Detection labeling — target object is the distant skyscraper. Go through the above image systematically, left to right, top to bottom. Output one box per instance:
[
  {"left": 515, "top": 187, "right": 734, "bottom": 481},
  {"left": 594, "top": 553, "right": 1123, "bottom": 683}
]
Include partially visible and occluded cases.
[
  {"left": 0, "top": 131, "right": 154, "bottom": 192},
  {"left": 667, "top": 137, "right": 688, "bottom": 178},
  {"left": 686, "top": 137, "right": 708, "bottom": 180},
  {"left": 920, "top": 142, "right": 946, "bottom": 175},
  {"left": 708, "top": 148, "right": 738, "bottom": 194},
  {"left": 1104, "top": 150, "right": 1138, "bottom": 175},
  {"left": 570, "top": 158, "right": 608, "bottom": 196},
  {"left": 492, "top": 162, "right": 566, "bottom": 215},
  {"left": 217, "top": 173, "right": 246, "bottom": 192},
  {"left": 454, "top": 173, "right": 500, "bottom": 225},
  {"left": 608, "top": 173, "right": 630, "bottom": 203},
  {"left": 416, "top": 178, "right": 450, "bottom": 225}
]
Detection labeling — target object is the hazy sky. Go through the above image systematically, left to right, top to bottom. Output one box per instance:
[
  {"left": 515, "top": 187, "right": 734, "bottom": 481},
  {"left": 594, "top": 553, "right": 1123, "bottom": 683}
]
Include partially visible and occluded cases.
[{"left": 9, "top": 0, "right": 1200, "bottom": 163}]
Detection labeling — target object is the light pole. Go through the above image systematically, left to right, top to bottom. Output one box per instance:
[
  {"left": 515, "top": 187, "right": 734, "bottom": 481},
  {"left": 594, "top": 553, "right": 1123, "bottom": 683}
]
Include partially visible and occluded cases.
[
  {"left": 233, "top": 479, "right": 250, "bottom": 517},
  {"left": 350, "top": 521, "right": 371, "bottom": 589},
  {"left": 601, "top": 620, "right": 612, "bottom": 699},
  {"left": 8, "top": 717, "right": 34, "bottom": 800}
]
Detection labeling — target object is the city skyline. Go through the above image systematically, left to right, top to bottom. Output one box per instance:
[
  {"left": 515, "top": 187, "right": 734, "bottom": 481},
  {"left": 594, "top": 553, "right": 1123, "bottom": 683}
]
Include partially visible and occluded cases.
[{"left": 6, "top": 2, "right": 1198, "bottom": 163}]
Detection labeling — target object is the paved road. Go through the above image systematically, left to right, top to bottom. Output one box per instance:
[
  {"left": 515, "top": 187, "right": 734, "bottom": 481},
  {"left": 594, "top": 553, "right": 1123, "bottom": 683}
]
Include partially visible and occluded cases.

- Aim
Turn the whole listing above into a numbered list with one line per number, skipping any blank lines.

- Written solution
1. Detection labeling — target object is the distant skyscraper. Go through the above image systematically, left to right, top to bottom. Output one box per instance:
2. [
3.   {"left": 515, "top": 187, "right": 734, "bottom": 481},
4.   {"left": 594, "top": 553, "right": 1123, "bottom": 683}
5. ]
6. Include partially visible and occluded cases.
7. [
8.   {"left": 0, "top": 131, "right": 154, "bottom": 192},
9.   {"left": 667, "top": 137, "right": 688, "bottom": 178},
10.   {"left": 686, "top": 137, "right": 708, "bottom": 180},
11.   {"left": 920, "top": 142, "right": 946, "bottom": 175},
12.   {"left": 708, "top": 148, "right": 738, "bottom": 194},
13.   {"left": 1104, "top": 150, "right": 1138, "bottom": 175},
14.   {"left": 570, "top": 158, "right": 608, "bottom": 196},
15.   {"left": 492, "top": 162, "right": 566, "bottom": 215},
16.   {"left": 217, "top": 173, "right": 246, "bottom": 192},
17.   {"left": 454, "top": 173, "right": 500, "bottom": 225},
18.   {"left": 608, "top": 173, "right": 630, "bottom": 203},
19.   {"left": 416, "top": 178, "right": 450, "bottom": 225}
20. ]
21. Detection labeling — target object is the hazy sky. Go through the above image systematically, left to right, top to bottom. Output one box per instance:
22. [
23.   {"left": 515, "top": 187, "right": 734, "bottom": 481},
24.   {"left": 594, "top": 553, "right": 1123, "bottom": 683}
25. ]
26. Include partially visible and occluded cases.
27. [{"left": 9, "top": 0, "right": 1200, "bottom": 163}]
28. Detection labeling — target object is the light pole. Go through the above image systematically, left to right, top to bottom. Output one box per instance:
29. [
30.   {"left": 515, "top": 187, "right": 734, "bottom": 481},
31.   {"left": 594, "top": 553, "right": 1123, "bottom": 683}
32. ]
33. Include partially visible and occluded cases.
34. [
35.   {"left": 233, "top": 479, "right": 250, "bottom": 517},
36.   {"left": 350, "top": 521, "right": 371, "bottom": 589},
37.   {"left": 601, "top": 620, "right": 612, "bottom": 699},
38.   {"left": 8, "top": 717, "right": 34, "bottom": 800}
39. ]
40. Detection labeling — target object is the city skyline. Go through the above image systematically, left to right, top to bottom. Output one box per instance:
41. [
42.   {"left": 515, "top": 187, "right": 734, "bottom": 481},
43.   {"left": 594, "top": 553, "right": 1123, "bottom": 683}
44. ]
45. Include partially visible and occluded cases.
46. [{"left": 6, "top": 2, "right": 1198, "bottom": 163}]
47. Detection labeling — target object is the paved road. Go through the above image systematically, left to right, top to bottom. Output one box per instance:
48. [
49.   {"left": 515, "top": 187, "right": 734, "bottom": 481},
50.   {"left": 594, "top": 553, "right": 1123, "bottom": 683}
51. ]
52. Include partially visible and occluded cases.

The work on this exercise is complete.